Critiques Cinéma

A BITTERSWEET LIFE (Critique)

SYNOPSIS: Un chef de gang suspecte sa petite amie Hee Su d’avoir une liaison avec un autre homme. Il demande à son bras droit, Sun Woo, de suivre Hee Su et de l’éliminer s’il la surprend en galante compagnie. 

C’est probablement l’une des introductions les plus classes de l’histoire du cinéma : tandis qu’il déguste avec une totale décontraction un gâteau au chocolat dans une assiette d’un blanc parfait au sommet de son hôtel de luxe, un serveur vient prévenir Kim Sun-Woo qu’il doit descendre régler une urgence. Impassible, l’homme termine tranquillement son dessert. Avant de partir, il ordonne d’un claquement de doigt à une employé de ramasser un couvert tombé par terre et qui n’est pas à place. A l’immobilité des premiers plans fixes succède alors la mise en marche du personnage et de la caméra. La montée progressive de la musique et la rythmique des percussions et des pas du héros introduisent comme un compte à rebours grisant. En une succession de travellings avant comme si la caméra était aimantée par le dos du personnage, le spectateur suit fasciné Kim Sun-Woo à travers les dédales de son hôtel, petit univers dans lequel il veille aux moindres détails et qu’il orchestre à la perfection. Ce monde est à son image : parfait, réglé comme une horloge, apprêté comme lui qui porte le costard comme personne. Un monde qui ne tolère pas le désordre : arrivé dans une pièce où trois gangsters refusent de partir, Kim leur intime avec un calme toujours olympien de quitter les lieux. Suspension de la scène, mise en sourdine de la musique, succession de gros plans sur les visages qui attendent, aux aguets, la fin de l’ultimatum. Kim compte jusqu’à trois, les gangsters ne partent pas : la branlée sera monumentale et le climax fulgurant.

Avec cette introduction coup de poing, le cinéaste Kim Jee-Woon signe tout simplement l’un des actes de naissance du cinéma coréen. Fort d’une mise en scène à la fois complètement minimaliste et totalement poseuse, il formule en quelques minutes absolument iconiques les caractéristiques de ce que l’on appelle aujourd’hui le « Nouveau cinéma sud-coréen » : un cinéma de genre sous influence hollywoodienne (mais pas que), avide de prouesses techniques, à la forme ostentatoire et à la violence sidérante, qui revitalise le cinéma populaire américain à bout de souffle par un mélange des tonalités et des genres absolument revigorant. Tout cela nous donne A bittersweet life, la grande œuvre de Kim Jee-Woon, qui ne cessera depuis de réitérer vainement son exploit (on lui doit depuis Le Bon, la Brute, le Cinglé, sympathique relecture de Sergio Leone en mode comédie d’aventure, le thriller poussif et boursouflé J’ai rencontré le diable, et plus récemment The Age of Shadows, directement sorti en DVD). Entre le film noir et le mélodrame, A bittersweet life se présente comme un film de vengeance ultra-violent pourtant innervé par un spleen romantique. Entre deux gunfights survoltés que n’aurait pas renié le John Woo de la grande époque, Kim Jee-Woon philosophe sur la violence du monde, laisse affleurer l’émotion et la poésie, fait couler le sang et les larmes dans un même tourbillon. Se coulant dans la veine métaphysique de Jean-Pierre Melville, il filme aussi la modernité et ses ravages, le vide existentiel de son héros qui a tout (l’argent, le respect, l’honneur) mais qui vit dans un appartement aussi vide que son cœur.

#### [LA CONSIGNE]
Pouvez-vous écrire la suite de la critique de A Bittersweet Life en partant de sa dernière phrase ?

#### [EXTRAIT DE DONNÉES]
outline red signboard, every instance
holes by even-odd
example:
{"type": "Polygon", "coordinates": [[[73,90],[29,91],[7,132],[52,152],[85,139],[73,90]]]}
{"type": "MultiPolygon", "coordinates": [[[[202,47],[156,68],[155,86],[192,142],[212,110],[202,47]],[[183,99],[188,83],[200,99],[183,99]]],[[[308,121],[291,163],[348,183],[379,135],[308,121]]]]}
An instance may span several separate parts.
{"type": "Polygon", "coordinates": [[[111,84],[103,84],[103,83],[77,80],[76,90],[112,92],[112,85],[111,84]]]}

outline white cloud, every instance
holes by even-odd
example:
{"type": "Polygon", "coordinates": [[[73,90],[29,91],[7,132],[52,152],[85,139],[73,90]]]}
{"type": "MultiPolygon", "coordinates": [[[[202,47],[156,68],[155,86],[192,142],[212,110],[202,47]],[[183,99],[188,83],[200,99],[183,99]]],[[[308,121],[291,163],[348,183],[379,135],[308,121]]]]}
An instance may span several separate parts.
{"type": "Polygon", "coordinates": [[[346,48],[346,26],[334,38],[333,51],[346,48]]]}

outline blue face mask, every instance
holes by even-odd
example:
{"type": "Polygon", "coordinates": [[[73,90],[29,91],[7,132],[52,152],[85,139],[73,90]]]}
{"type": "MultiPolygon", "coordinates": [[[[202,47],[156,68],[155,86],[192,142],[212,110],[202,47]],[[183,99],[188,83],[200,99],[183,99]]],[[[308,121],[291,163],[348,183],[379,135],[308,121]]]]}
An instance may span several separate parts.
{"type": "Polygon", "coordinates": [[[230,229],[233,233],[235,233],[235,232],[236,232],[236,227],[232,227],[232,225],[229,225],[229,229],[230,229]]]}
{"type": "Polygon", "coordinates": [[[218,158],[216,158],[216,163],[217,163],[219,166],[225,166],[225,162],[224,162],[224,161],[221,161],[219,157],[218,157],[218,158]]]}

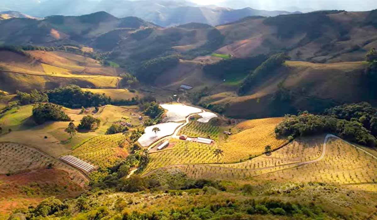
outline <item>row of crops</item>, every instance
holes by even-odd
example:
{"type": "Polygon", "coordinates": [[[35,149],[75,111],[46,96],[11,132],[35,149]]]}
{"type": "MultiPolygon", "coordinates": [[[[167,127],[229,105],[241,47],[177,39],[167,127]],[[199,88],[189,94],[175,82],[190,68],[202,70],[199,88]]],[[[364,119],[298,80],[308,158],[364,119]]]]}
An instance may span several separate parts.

--

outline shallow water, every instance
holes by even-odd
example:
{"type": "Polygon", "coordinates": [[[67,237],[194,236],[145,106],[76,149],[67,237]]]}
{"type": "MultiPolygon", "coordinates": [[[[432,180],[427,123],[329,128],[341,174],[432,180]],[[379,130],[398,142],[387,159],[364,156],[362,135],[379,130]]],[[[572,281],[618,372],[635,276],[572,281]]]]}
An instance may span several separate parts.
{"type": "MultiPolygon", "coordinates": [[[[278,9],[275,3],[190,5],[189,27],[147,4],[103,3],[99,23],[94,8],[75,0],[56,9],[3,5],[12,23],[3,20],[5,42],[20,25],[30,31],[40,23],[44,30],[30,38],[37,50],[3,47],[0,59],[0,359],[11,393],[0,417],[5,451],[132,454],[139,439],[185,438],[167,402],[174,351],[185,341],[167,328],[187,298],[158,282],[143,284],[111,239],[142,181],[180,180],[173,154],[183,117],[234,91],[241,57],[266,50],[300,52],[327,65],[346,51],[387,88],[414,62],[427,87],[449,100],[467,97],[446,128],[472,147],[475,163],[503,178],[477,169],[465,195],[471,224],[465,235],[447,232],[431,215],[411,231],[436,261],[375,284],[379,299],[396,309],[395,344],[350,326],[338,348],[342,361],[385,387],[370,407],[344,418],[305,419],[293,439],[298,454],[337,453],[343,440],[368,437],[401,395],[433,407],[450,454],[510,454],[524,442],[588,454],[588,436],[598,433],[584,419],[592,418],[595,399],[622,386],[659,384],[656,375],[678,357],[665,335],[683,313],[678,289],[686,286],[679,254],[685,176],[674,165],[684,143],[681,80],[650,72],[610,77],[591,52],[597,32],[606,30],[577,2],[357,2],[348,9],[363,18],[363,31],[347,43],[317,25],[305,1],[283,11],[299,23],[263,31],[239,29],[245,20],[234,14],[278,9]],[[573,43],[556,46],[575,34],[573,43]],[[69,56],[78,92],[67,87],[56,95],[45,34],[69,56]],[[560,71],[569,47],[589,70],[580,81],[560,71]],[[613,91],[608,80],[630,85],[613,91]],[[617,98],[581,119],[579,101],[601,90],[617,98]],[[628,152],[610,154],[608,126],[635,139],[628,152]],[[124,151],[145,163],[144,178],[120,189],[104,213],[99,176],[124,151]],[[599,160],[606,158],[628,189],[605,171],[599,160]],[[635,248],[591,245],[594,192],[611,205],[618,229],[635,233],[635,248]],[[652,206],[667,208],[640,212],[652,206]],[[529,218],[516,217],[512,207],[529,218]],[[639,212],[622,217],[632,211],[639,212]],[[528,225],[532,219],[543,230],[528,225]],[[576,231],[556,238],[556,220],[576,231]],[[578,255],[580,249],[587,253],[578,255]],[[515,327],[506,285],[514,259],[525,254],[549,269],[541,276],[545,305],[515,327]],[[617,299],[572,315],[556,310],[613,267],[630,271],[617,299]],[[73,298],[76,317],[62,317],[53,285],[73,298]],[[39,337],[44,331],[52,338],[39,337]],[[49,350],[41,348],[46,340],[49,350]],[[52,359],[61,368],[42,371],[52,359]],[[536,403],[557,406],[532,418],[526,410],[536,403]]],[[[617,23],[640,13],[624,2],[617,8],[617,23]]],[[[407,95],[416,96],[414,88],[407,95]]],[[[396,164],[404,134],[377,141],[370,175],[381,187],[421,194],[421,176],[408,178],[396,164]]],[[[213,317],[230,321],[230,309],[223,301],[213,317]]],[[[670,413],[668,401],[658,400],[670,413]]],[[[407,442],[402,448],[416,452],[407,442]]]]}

#### [LA RÉPONSE]
Chargé par son boss de surveiller sa petite amie qu’il soupçonne de le tromper, Kim Sun-Woo s’entiche de la belle et se refuse à la tuer comme convenu. Ayant trahi la confiance de son chef, il est torturé et laissé pour mort. Mais le jeune homme, blessé dans son honneur, se lance dans une spirale vengeresse. Traversé par un sous-texte homo-érotique, le film de Kim Jee-Woon fait de la vengeance une rupture amoureuse : assuré de la confiance de son patron, certain de sa puissance et de sa virilité, Sun-Woo subit une castration aussi symbolique qu’effective. Traîné dans la boue, le poignet brisé en signe d’impuissance, il chute du piédestal sur lequel il pensait être confortablement installé et voit son orgueil froissé. Dès lors, tout l’enjeu sera pour Sun-Woo de reconquérir une virilité perdue, en s’achetant d’abord une arme (substitut phallique) et en tuant ses ennemis. Avec un vrai savoir faire, Kim Jee-Woon orchestre une escalade de violence étourdissante. A la fois hyper-réalistes (les gangsters tirent mal, transpirent, paniquent) et spectaculaires, les gunfights et les scènes de bagarre oscillent entre le chaos désordonné d’un Sam Peckinpah et les chorégraphies raffinées d’un Johnnie To, entre l’horreur et la poésie, entre le réalisme et l’abstraction. A bittersweet life a beau être un pur exercice de style, le réalisateur cherche constamment à perturber son programme balisé en truffant son film d’onirisme et de contemplation, jusque dans son final qui brouille les cartes et constitue un hommage à La Servante de Kim Ki-Young. Classieux à souhait, porté par le charisme écrasant de Lee Byung-Hun dans le rôle de sa vie, le polar de Kim Jee-Woon est un manifeste éclatant du savoir-faire coréen en matière d’action et de divertissement spectaculaire -pour public averti.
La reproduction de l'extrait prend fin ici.